[Dataset excerpts on object pointing]
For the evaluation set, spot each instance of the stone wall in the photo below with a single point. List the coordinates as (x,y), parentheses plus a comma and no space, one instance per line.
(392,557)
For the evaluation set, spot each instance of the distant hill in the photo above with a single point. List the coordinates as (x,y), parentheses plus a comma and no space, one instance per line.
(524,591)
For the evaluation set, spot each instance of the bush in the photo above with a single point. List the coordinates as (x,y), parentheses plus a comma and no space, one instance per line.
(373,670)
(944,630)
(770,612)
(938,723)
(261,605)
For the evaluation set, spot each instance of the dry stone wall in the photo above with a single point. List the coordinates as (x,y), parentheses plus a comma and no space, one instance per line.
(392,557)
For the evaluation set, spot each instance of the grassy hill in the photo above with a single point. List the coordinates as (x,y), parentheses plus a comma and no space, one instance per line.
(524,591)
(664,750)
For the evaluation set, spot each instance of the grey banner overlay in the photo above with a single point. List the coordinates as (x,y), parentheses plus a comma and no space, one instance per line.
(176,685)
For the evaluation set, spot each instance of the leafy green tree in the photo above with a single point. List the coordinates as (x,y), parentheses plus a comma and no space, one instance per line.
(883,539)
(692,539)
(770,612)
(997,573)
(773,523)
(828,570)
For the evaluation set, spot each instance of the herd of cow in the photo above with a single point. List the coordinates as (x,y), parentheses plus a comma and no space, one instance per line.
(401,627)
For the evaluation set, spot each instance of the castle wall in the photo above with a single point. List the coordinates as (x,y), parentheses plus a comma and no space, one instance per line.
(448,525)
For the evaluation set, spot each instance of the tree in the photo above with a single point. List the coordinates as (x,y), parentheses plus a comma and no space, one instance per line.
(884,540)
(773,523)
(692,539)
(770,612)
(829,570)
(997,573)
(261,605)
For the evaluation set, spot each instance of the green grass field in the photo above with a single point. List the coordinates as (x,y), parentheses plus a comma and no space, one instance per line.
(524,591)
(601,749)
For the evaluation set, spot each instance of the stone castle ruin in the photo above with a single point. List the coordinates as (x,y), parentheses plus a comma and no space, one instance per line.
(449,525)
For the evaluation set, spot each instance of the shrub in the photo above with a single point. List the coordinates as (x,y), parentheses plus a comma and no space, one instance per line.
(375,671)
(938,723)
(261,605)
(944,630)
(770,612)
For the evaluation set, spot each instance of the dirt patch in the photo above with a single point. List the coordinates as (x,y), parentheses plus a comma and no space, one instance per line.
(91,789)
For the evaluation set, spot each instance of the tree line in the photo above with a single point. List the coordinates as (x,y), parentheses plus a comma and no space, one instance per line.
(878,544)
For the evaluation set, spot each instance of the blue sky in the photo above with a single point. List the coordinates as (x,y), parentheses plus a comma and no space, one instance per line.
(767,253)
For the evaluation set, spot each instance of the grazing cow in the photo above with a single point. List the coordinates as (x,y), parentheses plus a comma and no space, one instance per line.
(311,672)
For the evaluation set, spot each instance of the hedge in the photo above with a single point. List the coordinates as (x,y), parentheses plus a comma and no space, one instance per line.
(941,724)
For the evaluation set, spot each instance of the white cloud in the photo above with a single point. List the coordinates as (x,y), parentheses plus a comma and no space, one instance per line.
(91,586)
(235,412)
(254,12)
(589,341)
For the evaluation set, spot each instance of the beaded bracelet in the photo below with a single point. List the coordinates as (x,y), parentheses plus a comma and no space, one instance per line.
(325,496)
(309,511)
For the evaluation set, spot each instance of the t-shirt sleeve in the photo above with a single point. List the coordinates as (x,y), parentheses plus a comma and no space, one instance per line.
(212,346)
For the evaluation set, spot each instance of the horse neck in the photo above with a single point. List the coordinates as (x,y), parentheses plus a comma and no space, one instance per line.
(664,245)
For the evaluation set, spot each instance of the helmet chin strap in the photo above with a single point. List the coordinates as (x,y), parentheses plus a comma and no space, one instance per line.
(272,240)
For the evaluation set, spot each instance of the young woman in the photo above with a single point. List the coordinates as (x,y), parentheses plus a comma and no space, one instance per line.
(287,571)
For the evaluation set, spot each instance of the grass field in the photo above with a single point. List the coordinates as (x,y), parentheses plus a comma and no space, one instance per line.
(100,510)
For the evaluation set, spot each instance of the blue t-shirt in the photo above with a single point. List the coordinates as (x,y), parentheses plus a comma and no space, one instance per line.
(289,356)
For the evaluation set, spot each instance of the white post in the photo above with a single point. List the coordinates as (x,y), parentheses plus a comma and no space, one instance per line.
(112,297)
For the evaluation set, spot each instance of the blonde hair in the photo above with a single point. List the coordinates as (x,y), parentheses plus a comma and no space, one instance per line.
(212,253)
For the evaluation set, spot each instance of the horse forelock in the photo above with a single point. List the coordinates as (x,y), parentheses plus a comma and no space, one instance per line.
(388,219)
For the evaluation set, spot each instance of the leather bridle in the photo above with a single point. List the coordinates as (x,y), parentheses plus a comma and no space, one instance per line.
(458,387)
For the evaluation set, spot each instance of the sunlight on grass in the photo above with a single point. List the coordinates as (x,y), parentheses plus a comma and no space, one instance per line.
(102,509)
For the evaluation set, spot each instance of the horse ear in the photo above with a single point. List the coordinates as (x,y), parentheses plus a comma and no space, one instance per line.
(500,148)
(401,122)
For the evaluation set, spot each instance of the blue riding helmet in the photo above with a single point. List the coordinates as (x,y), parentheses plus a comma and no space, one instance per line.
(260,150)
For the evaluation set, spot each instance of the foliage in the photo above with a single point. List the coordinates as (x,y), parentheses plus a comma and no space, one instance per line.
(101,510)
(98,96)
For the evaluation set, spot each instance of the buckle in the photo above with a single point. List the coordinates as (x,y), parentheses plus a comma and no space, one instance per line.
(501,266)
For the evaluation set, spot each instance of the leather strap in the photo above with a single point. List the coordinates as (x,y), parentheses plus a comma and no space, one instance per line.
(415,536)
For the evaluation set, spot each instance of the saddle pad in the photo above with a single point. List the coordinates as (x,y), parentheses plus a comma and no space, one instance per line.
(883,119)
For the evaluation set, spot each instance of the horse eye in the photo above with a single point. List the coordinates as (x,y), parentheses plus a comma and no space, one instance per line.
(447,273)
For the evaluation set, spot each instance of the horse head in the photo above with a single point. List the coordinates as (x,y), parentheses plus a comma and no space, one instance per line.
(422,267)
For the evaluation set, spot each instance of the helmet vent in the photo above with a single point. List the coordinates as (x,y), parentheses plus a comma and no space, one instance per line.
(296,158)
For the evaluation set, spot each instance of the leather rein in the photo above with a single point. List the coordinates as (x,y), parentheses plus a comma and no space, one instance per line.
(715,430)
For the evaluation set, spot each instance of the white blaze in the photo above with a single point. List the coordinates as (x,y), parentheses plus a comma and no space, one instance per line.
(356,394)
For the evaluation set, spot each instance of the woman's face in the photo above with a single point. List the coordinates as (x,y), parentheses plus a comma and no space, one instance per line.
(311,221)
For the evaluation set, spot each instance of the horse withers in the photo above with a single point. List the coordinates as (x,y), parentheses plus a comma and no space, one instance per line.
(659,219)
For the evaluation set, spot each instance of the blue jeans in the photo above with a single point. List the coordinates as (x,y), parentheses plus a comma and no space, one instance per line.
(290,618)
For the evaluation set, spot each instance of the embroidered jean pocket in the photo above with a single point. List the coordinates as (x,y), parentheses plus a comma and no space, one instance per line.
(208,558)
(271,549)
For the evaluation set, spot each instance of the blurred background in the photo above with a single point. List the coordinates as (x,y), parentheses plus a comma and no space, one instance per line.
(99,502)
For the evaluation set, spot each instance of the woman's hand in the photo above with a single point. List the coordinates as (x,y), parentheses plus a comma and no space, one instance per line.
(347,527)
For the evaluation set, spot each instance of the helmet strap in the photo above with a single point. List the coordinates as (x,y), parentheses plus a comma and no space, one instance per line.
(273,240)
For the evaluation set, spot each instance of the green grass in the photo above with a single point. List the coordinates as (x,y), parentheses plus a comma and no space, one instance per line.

Given task:
From the line that contains "For the evaluation set, spot each instance of the leather rein" to the last line of the material above, repeat every line exactly, keeping both the first and the last.

Exercise result:
For the evaluation set, spot each instance of the leather rein in the photo above with a single point. List the coordinates as (x,y), parentheses plus a comma and no space, one instance per line.
(715,430)
For the evaluation set, spot each instance of the white blaze in the photo above with a single point. List the coordinates as (x,y), parentheses plus a comma and no space, one instance per line.
(356,394)
For the evaluation set, spot each instance of the woman's face in the photo above with a single point. List the coordinates as (x,y), parentheses plus a comma and no space, one instance per line.
(311,221)
For the evaluation set, spot each instance of the horse withers in the photo above with a single point. List the coordinates as (x,y), parentheses plus a comma and no space, one instance per line.
(659,219)
For the evaluation set, spot each instance of the blue jeans in the photo above with a single point. List the coordinates as (x,y), parentheses plus a comma and no space, one instance per line.
(290,618)
For the evaluation set, spot each instance of the embroidered jean pocket in the photo above with a single point. List the coordinates as (x,y), parentheses plus a comma and no space, one instance per line.
(208,558)
(271,549)
For the evaluation set, spot each instance of the blurred background in the photo above with a single point. List the coordinates as (x,y), parentheses plus a comma and no space, one instance per line.
(99,502)
For the evaluation set, spot each instance of the woman's hand in the photo above with a single point. List the coordinates as (x,y), parentheses plus a comma and no space, one instance per line.
(347,527)
For the evaluation set, spot each instance of the helmet strap in the photo above with a single point. List the coordinates as (x,y), parentheses plus a comma and no space, one instance per line.
(273,240)
For the evaluation set, spot each instance of the green grass in the photo above with a single point. List the coordinates as (x,y), parentheses plus a comma and no space, one instance per line.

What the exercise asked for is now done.